Votre consigne:
Pouvez-vous reproduire mot pour mot le passage de l'article sur les jeunes sans-papiers situé entre «Les huit participants» et «peut nous expulser?», inclusivement?

─── Texte fourni ───

Barack Obama a annoncé le 15 juin un sursis de deux ans à quelque 800 000 jeunes immigrés, en situation irrégulière venus aux États-Unis alors qu'ils étaient des enfants. L'annonce a eu l'effet d'une bombe dans le monde des immigrants illégaux. La Presse a rencontré quelques-uns d'entre eux à Los Angeles.

Par Nicolas Bérubé

La salle où les jeunes sans-papiers se réunissent sent le renfermé et la transpiration. Des gens suivent des cours de yoga ici. Des soirées hip-hop sont organisées ici. À travers les fenêtres sales, on voit le soleil mourir dans les rues peu sûres de l'est de Los Angeles. Des autobus passent à vive allure et quelqu'un se lève et ferme la porte pour avoir la paix.

«Bonjour, mon nom est Myisha Arellano et je suis sans papiers.»

Myisha, 19 ans, a une contusion au-dessus de l'oeil gauche. Elle a fait une chute à vélo en route vers la réunion, mais a décidé de venir quand même. Elle est ici chaque semaine.

«Bonjour, mon nom est Jonathan Perez et je suis sans papiers, je suis une grande folle et j'étudie à l'Université de la Californie-du-Sud.»

Le groupe laisse échapper un rire et Jonathan semble satisfait.

Les huit participants se nomment et donnent leur statut légal. La plupart sont entrés aux États-Unis illégalement lorsqu'ils étaient enfants. Leurs parents ont vendu leurs meubles au Mexique, mis des vêtements dans de petites valises et annoncé que la famille partait «faire un grand voyage» ou même «visiter Disneyland».

Aujourd'hui, ils sont de jeunes adultes avec une boule au ventre et une équation à résoudre. Comment étudier dans un pays où on ne peut pas travailler? Comment changer un système qui nous ignore? Nous battre contre un gouvernement qui peut nous expulser?

Vendredi dernier, le président Obama a fait une annonce qui a eu l'effet d'une bombe dans le monde des immigrants illégaux. Désormais, les jeunes de 29 ans et moins arrivés illégalement aux États-Unis avant l'âge de 16 ans qui étudient et qui n'ont pas de casier judiciaire pourront recevoir un permis de travail, renouvelable indéfiniment.

Myisha Arellano raconte qu'elle était en train de manifester devant les bureaux de la campagne d'Obama, à Los Angeles, quand son téléphone a vibré.

«C'était une amie qui m'envoyait un lien vers la déclaration d'Obama. J'étais sous le choc. Les manifestants sont devenus très silencieux. Puis ma tante et mes amis m'ont appelée, et tout le monde pleurait et était euphorique.»

Pour Mme Arellano, l'annonce du président est une victoire aigre-douce. Plus de 800 000 étudiants illégaux pourraient en profiter, dit-elle. Mais qu'arrivera-t-il à sa famille? Aux 12 millions d'autres sans-papiers qui vivent et travaillent, qui paient des impôts depuis des années aux États-Unis?

─── Entrées affichées ───

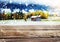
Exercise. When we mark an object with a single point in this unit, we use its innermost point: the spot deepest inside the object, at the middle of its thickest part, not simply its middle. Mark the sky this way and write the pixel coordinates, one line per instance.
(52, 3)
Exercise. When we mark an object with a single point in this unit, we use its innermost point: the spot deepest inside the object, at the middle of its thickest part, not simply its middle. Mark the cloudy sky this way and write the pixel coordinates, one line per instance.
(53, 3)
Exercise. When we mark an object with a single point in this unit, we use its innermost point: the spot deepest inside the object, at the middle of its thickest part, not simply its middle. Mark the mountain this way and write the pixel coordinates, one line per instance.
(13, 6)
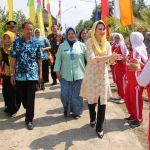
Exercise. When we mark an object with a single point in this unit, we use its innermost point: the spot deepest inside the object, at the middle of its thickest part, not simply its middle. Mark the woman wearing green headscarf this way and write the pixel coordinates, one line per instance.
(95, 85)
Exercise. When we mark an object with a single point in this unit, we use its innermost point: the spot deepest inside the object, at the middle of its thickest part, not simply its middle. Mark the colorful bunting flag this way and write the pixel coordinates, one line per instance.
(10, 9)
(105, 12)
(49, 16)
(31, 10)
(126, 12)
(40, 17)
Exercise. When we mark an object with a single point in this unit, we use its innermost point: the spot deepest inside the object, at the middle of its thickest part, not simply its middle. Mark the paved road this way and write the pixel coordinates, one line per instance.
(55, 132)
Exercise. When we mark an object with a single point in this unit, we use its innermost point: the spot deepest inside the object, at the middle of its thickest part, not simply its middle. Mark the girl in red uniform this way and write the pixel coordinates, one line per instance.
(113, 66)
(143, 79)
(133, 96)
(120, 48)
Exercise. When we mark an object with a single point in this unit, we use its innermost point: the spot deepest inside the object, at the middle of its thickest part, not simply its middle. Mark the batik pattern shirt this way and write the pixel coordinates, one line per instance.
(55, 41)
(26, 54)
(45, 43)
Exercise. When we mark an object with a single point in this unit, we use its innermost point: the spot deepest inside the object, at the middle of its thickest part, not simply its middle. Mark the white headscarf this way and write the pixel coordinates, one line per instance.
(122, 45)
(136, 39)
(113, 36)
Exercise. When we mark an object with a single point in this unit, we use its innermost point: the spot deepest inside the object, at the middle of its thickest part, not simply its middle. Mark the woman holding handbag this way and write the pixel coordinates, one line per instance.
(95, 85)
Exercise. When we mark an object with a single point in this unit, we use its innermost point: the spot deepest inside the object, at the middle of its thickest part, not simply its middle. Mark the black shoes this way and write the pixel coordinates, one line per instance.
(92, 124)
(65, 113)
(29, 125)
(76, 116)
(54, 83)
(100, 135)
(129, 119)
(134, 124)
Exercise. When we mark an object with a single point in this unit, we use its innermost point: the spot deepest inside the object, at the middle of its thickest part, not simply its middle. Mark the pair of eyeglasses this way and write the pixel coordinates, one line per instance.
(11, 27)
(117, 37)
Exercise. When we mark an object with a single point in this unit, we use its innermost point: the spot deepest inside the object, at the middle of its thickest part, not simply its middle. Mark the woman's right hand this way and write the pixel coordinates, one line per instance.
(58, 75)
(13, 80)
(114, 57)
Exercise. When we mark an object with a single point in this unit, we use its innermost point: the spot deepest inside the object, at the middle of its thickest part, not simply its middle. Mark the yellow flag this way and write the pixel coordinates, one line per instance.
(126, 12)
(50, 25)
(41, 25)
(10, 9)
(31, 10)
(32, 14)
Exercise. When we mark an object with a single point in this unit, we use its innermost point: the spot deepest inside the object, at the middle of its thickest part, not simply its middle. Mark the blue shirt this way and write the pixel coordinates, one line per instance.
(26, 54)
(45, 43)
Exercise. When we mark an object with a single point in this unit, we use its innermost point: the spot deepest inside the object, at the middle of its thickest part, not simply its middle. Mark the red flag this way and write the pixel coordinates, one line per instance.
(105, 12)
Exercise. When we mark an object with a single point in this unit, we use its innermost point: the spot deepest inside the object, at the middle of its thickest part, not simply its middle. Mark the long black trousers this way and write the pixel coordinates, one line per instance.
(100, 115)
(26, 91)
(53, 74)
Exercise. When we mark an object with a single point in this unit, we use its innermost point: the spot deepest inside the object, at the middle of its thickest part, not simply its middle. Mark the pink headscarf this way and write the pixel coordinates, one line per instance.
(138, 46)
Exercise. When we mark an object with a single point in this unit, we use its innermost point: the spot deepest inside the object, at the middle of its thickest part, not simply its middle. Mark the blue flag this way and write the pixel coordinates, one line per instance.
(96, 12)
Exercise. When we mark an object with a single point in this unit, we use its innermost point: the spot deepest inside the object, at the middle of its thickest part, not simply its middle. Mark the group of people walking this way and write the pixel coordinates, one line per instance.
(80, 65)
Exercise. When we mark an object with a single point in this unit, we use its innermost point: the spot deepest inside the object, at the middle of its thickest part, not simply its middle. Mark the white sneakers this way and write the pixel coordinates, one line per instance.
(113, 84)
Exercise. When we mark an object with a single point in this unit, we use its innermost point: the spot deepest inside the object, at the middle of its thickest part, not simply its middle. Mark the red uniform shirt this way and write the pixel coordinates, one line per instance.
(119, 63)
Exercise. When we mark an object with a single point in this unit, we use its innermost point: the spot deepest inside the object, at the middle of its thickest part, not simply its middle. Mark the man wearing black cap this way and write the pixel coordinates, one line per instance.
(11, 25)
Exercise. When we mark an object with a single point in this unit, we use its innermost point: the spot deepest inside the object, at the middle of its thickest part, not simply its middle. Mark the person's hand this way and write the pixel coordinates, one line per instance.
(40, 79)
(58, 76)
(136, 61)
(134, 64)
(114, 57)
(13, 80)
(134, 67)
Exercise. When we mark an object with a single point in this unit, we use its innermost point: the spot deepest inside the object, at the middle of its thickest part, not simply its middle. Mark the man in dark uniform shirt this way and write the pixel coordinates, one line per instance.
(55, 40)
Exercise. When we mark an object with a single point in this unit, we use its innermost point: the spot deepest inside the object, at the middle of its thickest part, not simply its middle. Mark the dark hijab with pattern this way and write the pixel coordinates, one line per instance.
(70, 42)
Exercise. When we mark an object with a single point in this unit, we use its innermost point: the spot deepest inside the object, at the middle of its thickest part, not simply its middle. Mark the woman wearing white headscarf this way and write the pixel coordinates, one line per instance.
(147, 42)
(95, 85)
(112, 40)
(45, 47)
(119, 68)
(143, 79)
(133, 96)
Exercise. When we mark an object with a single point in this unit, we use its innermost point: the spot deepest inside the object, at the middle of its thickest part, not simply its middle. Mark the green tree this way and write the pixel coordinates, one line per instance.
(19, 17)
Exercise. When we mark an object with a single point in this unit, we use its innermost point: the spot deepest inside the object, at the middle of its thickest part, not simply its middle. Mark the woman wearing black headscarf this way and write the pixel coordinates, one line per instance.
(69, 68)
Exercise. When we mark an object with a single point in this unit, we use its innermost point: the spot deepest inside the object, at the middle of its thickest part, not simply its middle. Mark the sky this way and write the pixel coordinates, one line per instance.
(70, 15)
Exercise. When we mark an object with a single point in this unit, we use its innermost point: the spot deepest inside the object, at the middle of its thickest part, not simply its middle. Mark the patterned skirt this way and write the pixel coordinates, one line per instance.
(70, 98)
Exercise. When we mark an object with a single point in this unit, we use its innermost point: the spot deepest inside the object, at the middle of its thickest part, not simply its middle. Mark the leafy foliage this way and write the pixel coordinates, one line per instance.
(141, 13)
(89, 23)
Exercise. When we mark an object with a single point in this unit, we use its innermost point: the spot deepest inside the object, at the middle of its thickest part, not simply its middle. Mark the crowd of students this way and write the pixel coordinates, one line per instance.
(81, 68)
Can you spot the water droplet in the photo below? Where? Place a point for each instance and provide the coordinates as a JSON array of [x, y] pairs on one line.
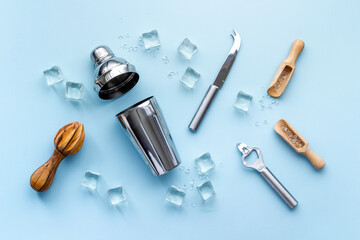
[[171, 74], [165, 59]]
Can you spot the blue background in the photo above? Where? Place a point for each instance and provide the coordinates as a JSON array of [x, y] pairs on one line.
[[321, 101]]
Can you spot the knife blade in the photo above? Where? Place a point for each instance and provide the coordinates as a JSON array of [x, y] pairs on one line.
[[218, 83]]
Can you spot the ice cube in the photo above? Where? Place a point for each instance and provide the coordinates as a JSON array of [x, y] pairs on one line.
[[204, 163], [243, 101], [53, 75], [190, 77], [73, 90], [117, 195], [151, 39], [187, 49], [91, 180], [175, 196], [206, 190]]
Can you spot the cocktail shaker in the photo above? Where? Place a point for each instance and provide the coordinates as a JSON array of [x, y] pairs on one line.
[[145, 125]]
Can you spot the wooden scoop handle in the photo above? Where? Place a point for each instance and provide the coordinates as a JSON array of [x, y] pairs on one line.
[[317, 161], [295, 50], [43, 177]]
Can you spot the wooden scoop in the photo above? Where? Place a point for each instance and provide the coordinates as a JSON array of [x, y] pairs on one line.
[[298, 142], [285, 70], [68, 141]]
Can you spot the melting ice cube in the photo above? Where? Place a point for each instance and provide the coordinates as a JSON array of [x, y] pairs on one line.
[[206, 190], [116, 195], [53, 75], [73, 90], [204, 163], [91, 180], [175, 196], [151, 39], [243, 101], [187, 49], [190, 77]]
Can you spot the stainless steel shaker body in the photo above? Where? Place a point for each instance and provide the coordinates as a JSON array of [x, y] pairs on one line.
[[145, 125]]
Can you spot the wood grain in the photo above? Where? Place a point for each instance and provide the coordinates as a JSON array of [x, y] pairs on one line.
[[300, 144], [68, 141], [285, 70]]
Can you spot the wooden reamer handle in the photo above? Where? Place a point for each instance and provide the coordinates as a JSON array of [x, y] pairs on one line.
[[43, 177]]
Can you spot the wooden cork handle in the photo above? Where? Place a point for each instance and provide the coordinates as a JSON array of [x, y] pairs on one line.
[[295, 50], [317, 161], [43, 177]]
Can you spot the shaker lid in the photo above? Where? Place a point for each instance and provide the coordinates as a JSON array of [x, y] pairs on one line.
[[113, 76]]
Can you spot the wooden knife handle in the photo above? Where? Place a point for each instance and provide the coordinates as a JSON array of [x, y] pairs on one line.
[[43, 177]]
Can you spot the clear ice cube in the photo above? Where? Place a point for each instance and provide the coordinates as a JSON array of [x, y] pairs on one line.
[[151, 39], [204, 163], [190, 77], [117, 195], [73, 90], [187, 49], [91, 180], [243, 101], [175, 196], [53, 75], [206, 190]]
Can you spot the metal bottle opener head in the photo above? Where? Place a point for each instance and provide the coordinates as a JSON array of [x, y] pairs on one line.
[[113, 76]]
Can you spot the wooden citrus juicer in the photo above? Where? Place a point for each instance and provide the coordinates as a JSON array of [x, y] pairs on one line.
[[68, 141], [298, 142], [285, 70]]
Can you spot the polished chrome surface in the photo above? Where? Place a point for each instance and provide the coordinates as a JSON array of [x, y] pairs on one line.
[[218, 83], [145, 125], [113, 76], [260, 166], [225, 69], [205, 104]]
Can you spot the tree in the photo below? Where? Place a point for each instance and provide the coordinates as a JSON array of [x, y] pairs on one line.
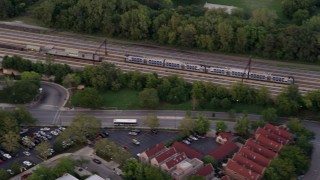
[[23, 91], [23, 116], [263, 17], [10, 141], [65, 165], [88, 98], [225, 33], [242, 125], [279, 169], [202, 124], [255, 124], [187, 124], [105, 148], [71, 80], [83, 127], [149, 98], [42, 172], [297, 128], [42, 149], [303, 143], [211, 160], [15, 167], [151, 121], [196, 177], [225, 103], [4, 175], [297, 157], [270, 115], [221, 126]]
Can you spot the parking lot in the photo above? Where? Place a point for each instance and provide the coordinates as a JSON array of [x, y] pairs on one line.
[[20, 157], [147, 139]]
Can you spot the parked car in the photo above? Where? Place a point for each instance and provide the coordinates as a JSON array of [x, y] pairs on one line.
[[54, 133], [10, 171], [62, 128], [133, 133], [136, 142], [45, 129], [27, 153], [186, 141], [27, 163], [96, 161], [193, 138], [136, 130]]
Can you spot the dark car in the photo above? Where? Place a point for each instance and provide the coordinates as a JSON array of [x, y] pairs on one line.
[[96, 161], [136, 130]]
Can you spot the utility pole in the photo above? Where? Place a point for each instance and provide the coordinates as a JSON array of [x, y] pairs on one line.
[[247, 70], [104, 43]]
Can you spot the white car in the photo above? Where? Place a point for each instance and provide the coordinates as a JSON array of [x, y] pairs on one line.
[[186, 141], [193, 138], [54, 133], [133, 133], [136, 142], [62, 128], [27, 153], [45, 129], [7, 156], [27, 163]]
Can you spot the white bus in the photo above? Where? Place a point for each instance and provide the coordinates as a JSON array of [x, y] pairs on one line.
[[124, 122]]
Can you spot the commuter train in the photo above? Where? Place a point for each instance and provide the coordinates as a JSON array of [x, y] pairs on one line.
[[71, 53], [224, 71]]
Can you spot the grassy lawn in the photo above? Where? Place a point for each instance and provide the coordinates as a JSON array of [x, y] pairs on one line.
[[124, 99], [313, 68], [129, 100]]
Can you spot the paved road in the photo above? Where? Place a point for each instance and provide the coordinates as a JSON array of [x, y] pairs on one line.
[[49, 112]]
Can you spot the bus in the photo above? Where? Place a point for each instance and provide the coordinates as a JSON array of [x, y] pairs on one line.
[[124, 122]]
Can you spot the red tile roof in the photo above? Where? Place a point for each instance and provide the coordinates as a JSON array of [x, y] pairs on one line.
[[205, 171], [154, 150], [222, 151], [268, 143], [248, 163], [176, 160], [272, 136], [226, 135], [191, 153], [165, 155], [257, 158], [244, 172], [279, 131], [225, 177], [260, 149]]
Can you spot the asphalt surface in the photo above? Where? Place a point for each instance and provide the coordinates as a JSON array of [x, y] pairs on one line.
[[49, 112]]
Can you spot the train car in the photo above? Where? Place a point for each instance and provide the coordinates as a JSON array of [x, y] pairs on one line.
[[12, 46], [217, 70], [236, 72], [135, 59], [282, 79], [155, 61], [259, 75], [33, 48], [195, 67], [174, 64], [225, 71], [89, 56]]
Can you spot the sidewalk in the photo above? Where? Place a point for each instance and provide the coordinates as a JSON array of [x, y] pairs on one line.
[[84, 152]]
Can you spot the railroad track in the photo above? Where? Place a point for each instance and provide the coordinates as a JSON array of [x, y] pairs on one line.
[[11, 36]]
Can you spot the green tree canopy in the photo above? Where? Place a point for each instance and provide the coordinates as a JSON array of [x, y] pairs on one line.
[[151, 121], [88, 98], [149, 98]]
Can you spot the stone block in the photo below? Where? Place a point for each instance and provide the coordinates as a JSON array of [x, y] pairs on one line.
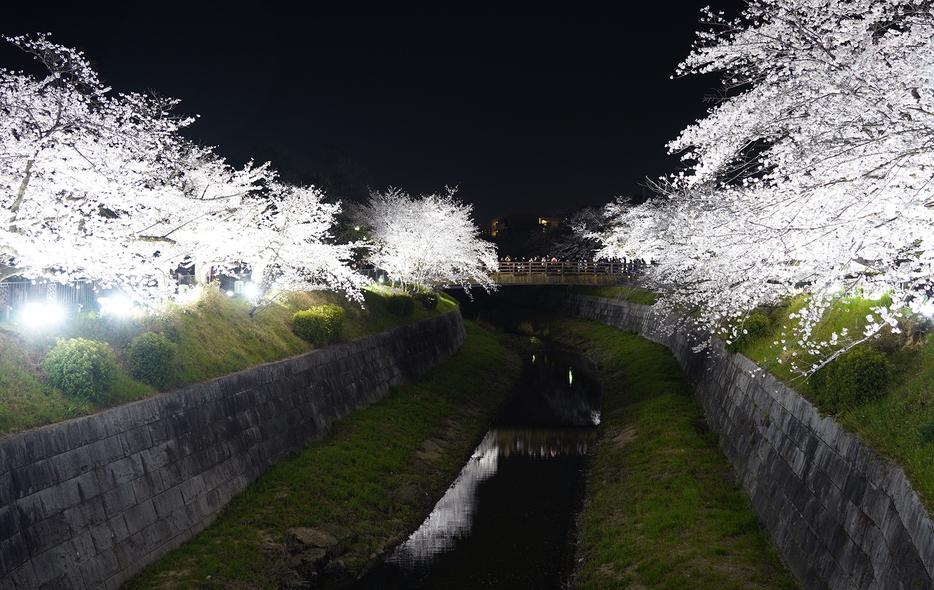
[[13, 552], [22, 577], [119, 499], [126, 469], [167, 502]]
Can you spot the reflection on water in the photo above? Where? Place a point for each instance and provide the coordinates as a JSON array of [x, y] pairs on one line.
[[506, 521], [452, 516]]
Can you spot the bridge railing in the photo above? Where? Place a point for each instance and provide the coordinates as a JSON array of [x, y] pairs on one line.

───

Résultat ci-dessous:
Les huit participants se nomment et donnent leur statut légal. La plupart sont entrés aux États-Unis illégalement lorsqu'ils étaient enfants. Leurs parents ont vendu leurs meubles au Mexique, mis des vêtements dans de petites valises et annoncé que la famille partait «faire un grand voyage» ou même «visiter Disneyland».

Aujourd'hui, ils sont de jeunes adultes avec une boule au ventre et une équation à résoudre. Comment étudier dans un pays où on ne peut pas travailler? Comment changer un système qui nous ignore? Nous battre contre un gouvernement qui peut nous expulser?